Re: Re: Re: Re: Re: Protecting Tokens from Any Analysis

Audrey Lorberfeld - audrey.lorberf...@ibm.com Wed, 09 Oct 2019 12:17:26 -0700

True...I guess another rub here is that we're using the edismax parser, so all 
of our queries are inherently OR queries. So for a query like  'the ibm way', 
the search engine would have to:


1) retrieve a document list for:
 -->  "ibm" (this list is probably 80% of the documents)
 -->  "the" (this list is 100%  of the english documents)
 -- >"way"
2) apply edismax parser
 --> foreach term
 -->  -->  foreach document  in term
 -->  -->  -->  score it

So, it seems like it would take a toll on our system.... but maybe that's 
incorrect! (For reference, our corpus is ~5MM documents, multi-language, and we 
get ~80k-100k queries/day)

Are you using edismax?

Provided data
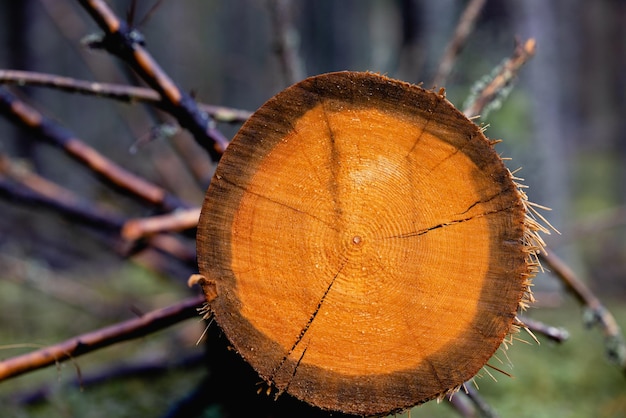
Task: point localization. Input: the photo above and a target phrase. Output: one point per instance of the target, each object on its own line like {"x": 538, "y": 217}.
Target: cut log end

Tasks to perform
1. List the query terms for which the edismax post says a document list would be retrieved.
2. Duplicate the part of the edismax post starting with "1) retrieve a" and going on through "you using edismax?".
The data above has no connection to the edismax post.

The replies
1. "ibm", "the", "way"

2.
1) retrieve a document list for:
 -->  "ibm" (this list is probably 80% of the documents)
 -->  "the" (this list is 100%  of the english documents)
 -- >"way"
2) apply edismax parser
 --> foreach term
 -->  -->  foreach document  in term
 -->  -->  -->  score it

So, it seems like it would take a toll on our system.... but maybe that's 
incorrect! (For reference, our corpus is ~5MM documents, multi-language, and we 
get ~80k-100k queries/day)

Are you using edismax?